▶ [PROBLEMS AND TASKS]
1 – According to the text on Hartshead Moor services, who was appointed general manager in February 1973?
2 – Continue the text on Hartshead Moor services from its last sentence.

▶ [PASSAGE TO READ]
↓↓↓

Highest motorway service station in the UK

Hartshead Moor services is a motorway service station on the M62 near Brighouse, West Yorkshire.

==History==
===Construction===
The service area was built from March 1972 by Shepherd Construction, for Ross Motorway Services, after Leicester Forest East, and with Membury services. Construction was to begin in December 1971. Cooperation would be with Huddersfield Polytechnic for training staff. 250 staff would be needed in the summer, and 225 in the winter. Each side would be 16 acres, with no restaurant. There would be a cafeteria on each side, with a movable partition for the transport cafeteria.

In February 1973, 46 year old Richard Clark was appointed as general manager. He had been catering manager of Washington Service Area, for Esso, and general manager of Leigh Delamere services, when it opened on the M4. He was married, with a policeman son. It opened on Thursday 5 July 1973, when the motorway section opened.

The 7.5 mile M62 section from Ainley Top to the Chain Bar (M606 motorway) was opened at the service station by Keith Speed on Thursday 5 July 1973. The motorway section should have opened in December 1972, but there was a report into box girder bridges by Sir Alec Merrison. It was the first permanently-lit section of motorway in Yorkshire, with five hundred 40-foot-high lights, and 46 miles of cable. In the summer of 1972, there was also a strike by the National Federation of Building Trades Operatives.

===1974 coach bombing===

On 4 February 1974, a bomb was detonated on a coach ferrying British Army and Royal Air Force personnel from and to the bases at Catterick and Darlington during a period of industrial strike action on the trains. The incident occurred between junctions 26 and 27, shortly after midnight while most of those aboard were sleeping. Twelve people died and more than fifty were injured.

↑↑↑

▶ [SOURCE MATERIAL]
↓↓↓

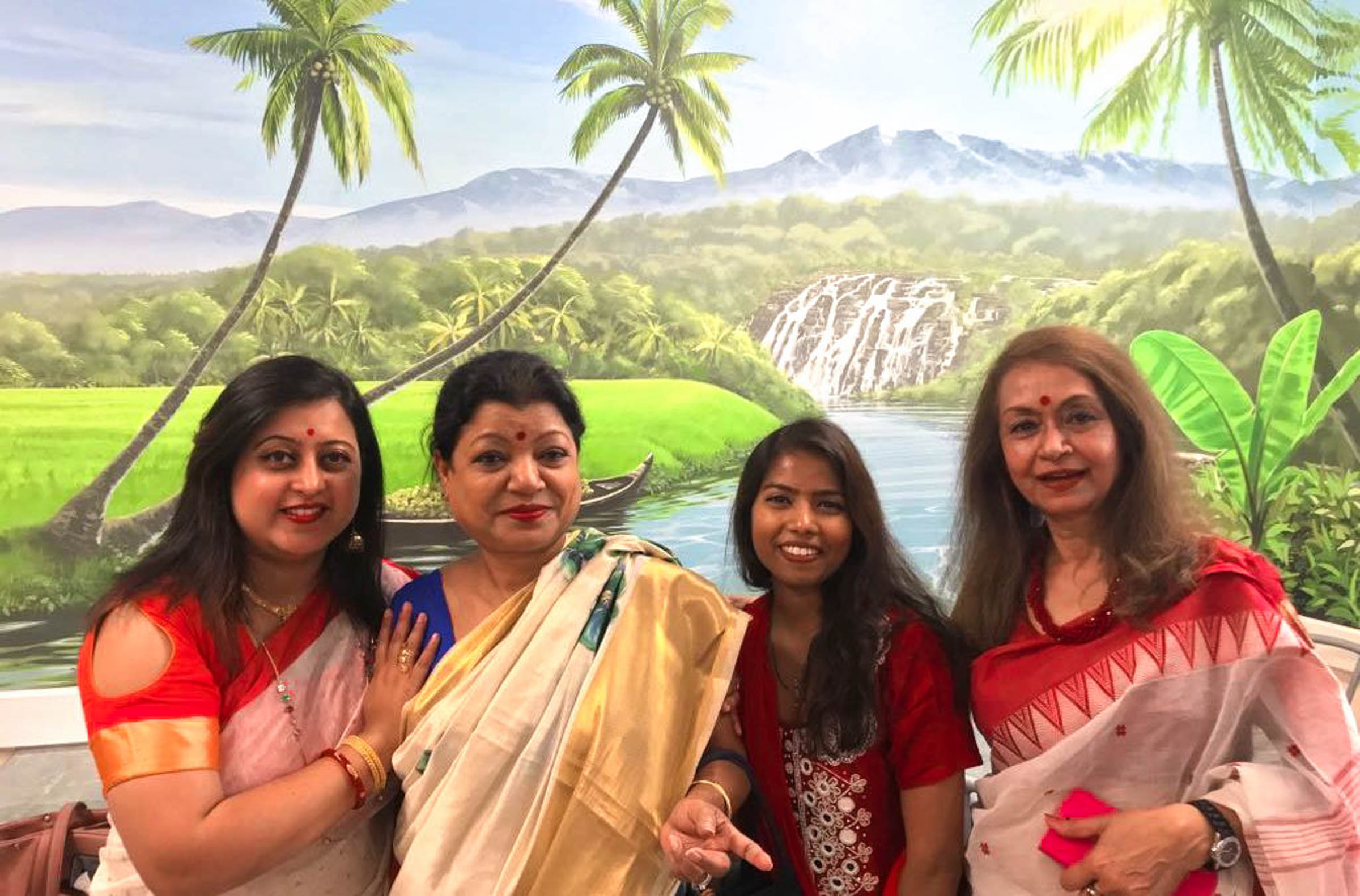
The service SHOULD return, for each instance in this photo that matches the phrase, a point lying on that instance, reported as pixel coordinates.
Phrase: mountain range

↑↑↑

▶ [PER-TASK OUTPUTS]
1 – Richard Clark

2 –
A memorial plaque was installed in memory of those who were killed, situated in the entrance hall of the westbound section of the service area, which was used as a first aid station for those wounded in the blast. A memorial service was held at the service area in February 2004. In 2009, a new memorial was created outside the service area at the wishes of the relatives of those killed.

===Incidents===
In December 2005, the RSPCA working with the BBC filmed the sale of an African puff adder at the service area, exploiting a legal loophole to sell on the snake. It was discovered in April 2006 that the service area's toilets were frequently being used for homosexual activity.

Alpine Cleaning Services, who successfully pitched for investment on the television show Dragons' Den, opened one of their first truck-washing facilities at the service area in August 2006.

===Mural===
The service station is one of fourteen for which large murals were commissioned from artist David Fisher in the 1990s, designed to reflect the local area and history.

==Location==
The services are located between junctions 25 and 26 of the M62.

==Awards==
- 2007 Loo of the Year award – Baby Change Facilities.